## Assignment
Task for the listing below: copy it out in full, exactly.

*** Opening of Data listing ***

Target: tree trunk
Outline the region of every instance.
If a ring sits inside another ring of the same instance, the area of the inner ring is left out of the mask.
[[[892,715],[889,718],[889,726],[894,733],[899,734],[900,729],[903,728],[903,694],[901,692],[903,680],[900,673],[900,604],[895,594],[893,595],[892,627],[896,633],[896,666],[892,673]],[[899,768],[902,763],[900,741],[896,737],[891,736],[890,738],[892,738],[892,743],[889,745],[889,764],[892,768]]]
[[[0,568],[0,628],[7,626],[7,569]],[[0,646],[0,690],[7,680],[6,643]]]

*** Close of Data listing ***

## Answer for the task
Target: tree trunk
Outline the region of every instance.
If a ring sits inside another ring of the same instance, the area of the inner ring is left out of the mask.
[[[892,715],[889,718],[889,726],[894,733],[899,734],[900,729],[903,728],[903,694],[901,692],[903,680],[900,673],[900,604],[895,594],[893,595],[892,627],[896,633],[896,666],[892,673]],[[899,768],[902,763],[900,741],[896,737],[891,736],[890,738],[892,738],[892,743],[889,745],[889,764],[892,768]]]
[[[0,568],[0,628],[7,626],[7,569]],[[0,646],[0,690],[7,680],[6,643]]]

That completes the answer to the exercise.